Provided information →
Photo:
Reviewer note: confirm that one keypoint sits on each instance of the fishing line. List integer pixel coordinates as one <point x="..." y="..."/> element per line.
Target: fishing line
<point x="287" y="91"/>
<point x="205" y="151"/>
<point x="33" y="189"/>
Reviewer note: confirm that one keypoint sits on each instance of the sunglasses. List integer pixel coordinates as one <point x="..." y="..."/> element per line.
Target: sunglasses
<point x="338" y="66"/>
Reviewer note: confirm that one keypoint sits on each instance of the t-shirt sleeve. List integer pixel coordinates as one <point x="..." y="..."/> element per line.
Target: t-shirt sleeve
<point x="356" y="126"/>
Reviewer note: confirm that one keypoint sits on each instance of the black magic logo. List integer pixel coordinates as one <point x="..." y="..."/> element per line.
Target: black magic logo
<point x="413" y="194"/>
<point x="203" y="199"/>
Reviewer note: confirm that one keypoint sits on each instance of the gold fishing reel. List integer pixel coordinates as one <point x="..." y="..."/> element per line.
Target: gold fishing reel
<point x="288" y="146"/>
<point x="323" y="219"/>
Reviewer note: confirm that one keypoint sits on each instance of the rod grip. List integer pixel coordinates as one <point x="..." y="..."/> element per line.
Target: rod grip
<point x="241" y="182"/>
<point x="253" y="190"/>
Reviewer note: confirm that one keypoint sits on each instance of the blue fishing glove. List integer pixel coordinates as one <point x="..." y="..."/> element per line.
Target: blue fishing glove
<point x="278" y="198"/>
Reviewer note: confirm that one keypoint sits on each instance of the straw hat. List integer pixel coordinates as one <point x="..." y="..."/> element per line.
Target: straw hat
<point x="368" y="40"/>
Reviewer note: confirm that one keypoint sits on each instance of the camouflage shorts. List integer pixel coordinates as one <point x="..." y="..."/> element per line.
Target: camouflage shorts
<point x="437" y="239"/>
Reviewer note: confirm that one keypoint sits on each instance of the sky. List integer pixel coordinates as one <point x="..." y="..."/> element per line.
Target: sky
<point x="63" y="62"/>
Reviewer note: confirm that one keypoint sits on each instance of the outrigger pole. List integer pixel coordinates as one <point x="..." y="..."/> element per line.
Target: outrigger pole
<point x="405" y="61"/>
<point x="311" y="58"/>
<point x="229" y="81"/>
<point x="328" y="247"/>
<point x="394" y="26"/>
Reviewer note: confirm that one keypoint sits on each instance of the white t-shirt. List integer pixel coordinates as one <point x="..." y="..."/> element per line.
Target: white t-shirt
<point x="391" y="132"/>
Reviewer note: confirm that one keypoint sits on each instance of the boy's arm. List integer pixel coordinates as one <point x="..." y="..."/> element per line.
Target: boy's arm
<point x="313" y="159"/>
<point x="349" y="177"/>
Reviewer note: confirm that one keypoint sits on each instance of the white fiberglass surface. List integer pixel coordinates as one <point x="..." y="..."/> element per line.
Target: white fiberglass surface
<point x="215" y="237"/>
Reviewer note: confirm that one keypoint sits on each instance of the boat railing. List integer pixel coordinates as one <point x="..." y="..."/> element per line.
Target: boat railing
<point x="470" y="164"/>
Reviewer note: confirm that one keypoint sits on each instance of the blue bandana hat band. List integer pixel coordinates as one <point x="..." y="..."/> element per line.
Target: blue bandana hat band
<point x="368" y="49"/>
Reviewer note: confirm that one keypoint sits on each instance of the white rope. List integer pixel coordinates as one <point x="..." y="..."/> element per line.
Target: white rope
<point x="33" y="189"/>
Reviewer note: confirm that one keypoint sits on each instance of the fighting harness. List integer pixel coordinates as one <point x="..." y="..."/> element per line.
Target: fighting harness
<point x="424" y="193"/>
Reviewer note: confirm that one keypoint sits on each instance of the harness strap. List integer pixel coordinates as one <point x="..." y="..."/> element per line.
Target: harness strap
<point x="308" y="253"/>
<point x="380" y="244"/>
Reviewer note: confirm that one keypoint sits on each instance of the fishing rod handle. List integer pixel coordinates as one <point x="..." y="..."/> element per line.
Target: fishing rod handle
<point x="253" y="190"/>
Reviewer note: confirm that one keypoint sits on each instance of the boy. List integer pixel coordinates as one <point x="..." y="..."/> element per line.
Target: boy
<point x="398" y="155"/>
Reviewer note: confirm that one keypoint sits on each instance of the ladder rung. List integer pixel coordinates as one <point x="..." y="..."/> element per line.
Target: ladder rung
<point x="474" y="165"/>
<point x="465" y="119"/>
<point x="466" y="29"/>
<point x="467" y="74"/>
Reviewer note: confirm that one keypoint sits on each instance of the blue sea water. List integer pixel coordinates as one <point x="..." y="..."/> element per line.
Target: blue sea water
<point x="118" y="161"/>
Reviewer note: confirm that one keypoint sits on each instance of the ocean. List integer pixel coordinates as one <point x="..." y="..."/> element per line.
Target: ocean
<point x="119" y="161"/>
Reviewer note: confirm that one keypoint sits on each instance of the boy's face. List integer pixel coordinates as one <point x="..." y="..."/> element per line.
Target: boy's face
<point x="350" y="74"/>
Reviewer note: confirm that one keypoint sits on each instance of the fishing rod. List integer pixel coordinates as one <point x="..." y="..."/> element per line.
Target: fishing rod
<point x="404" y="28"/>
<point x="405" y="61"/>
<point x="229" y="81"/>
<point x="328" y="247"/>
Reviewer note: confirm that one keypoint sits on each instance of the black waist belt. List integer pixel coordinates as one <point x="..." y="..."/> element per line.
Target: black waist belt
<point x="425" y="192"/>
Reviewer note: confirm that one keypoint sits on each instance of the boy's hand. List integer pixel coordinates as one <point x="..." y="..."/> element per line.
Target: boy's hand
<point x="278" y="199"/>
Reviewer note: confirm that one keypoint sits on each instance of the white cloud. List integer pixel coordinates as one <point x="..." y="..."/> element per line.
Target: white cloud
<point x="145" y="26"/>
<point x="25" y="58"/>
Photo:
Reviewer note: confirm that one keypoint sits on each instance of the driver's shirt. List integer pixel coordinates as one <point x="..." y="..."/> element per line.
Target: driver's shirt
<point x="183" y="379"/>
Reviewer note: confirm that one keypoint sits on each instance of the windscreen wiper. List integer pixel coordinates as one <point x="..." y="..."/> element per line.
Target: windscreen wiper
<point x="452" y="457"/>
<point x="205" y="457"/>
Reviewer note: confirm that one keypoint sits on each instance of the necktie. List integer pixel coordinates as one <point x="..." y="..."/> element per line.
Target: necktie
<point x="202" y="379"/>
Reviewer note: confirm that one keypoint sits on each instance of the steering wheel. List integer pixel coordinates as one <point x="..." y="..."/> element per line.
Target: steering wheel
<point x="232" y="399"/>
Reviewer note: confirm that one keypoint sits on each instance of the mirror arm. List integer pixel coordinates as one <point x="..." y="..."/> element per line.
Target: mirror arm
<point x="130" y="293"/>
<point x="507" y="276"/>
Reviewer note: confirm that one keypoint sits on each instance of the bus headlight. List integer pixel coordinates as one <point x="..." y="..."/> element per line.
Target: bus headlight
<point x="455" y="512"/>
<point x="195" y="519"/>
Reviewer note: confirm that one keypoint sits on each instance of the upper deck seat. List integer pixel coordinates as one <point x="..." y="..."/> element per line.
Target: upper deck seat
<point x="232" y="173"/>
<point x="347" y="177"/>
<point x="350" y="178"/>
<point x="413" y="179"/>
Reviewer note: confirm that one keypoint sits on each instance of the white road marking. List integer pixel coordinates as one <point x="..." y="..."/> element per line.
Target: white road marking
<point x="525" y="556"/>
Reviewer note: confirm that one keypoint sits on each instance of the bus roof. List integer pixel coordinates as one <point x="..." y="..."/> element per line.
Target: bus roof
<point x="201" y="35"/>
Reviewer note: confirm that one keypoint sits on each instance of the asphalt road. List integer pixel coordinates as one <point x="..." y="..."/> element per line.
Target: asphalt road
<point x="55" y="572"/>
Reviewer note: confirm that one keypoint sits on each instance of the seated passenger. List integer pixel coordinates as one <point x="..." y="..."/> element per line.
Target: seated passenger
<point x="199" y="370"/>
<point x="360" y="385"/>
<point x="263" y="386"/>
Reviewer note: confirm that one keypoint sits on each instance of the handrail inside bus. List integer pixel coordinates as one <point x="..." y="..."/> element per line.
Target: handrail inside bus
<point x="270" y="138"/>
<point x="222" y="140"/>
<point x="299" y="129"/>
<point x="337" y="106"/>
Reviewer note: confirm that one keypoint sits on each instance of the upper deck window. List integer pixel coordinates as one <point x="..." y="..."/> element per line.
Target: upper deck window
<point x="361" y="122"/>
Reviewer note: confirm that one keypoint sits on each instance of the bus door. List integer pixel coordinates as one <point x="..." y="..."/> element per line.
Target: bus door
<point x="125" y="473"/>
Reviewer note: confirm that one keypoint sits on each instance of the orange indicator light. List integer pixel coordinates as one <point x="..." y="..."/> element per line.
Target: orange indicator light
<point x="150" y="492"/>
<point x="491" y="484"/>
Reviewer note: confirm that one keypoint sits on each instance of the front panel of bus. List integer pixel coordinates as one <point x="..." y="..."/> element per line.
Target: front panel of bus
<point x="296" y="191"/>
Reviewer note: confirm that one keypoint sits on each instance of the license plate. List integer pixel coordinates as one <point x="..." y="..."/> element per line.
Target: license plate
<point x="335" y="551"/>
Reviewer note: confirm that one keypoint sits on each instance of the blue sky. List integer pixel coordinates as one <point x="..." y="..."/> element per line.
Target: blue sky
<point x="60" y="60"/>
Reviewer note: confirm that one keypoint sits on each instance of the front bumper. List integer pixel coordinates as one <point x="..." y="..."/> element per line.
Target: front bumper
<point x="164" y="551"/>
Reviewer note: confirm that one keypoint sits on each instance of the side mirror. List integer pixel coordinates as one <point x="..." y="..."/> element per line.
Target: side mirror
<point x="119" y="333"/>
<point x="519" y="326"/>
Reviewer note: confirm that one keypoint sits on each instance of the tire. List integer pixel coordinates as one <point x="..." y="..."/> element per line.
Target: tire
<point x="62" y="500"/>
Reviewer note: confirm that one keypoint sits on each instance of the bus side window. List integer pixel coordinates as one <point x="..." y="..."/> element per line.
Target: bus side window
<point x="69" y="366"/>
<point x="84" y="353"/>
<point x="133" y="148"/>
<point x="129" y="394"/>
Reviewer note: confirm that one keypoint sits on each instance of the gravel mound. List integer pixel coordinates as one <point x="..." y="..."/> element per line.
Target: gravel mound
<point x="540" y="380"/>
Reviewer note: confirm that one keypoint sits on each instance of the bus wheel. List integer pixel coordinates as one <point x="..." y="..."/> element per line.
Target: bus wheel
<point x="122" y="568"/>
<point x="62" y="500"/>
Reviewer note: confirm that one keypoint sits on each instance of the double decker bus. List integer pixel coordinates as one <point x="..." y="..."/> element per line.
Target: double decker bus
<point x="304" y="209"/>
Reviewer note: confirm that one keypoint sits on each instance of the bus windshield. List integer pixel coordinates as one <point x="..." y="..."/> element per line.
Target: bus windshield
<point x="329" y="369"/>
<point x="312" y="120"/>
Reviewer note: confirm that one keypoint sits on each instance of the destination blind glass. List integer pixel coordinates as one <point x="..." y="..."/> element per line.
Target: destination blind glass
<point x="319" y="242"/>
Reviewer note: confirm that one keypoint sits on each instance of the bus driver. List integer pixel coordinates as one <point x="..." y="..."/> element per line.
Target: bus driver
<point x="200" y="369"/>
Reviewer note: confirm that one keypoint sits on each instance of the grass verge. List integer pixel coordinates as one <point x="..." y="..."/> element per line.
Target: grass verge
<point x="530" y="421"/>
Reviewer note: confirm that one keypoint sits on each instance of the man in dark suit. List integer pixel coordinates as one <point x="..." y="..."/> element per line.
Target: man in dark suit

What needs to be done → Go through the data and show every line where "dark" occurs.

Written solution →
Reviewer note: confirm that one keypoint sits on each instance of the man in dark suit. List integer pixel coordinates as one <point x="..." y="..."/> element per line.
Target: man in dark suit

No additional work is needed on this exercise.